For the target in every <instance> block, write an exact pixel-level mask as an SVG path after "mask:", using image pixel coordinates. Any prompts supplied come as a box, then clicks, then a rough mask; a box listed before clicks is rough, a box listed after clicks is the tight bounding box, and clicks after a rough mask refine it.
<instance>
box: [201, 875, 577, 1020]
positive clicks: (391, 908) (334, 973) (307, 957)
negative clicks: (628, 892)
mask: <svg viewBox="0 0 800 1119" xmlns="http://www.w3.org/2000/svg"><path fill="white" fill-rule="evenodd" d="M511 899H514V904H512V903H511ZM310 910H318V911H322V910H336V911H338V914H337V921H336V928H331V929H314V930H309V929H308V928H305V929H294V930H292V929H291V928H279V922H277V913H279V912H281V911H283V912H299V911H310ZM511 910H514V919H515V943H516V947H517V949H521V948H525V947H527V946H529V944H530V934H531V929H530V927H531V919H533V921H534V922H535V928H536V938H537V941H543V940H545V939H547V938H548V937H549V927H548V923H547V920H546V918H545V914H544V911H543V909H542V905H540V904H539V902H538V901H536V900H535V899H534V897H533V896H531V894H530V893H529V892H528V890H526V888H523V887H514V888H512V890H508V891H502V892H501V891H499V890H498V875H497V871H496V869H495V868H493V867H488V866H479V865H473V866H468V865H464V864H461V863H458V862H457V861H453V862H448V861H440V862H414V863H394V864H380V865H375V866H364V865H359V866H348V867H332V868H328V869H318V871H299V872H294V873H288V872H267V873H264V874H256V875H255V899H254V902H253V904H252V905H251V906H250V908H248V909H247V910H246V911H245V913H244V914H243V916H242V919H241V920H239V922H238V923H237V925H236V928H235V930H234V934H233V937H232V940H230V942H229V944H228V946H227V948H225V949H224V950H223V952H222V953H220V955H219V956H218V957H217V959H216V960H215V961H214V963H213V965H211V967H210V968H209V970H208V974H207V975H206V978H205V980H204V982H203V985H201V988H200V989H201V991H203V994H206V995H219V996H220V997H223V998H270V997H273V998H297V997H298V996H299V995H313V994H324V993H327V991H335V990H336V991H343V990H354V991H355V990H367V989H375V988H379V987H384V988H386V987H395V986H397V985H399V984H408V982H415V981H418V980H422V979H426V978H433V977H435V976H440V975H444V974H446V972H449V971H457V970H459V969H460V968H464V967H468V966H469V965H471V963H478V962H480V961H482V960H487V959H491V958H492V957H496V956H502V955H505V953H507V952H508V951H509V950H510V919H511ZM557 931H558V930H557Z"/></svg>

----------

Problem to solve: Find the word "instance" in the records, and report each line that has it.

Your response:
For the target in every <instance> block, write an exact pixel-level mask as an SVG path after "mask:", using image pixel coordinates. Any prompts supplied come as a box, then clicks, then a rough mask; a box listed before clicks is rough, a box listed after clicks is the tight bounding box, and clicks after a rough mask refine it.
<instance>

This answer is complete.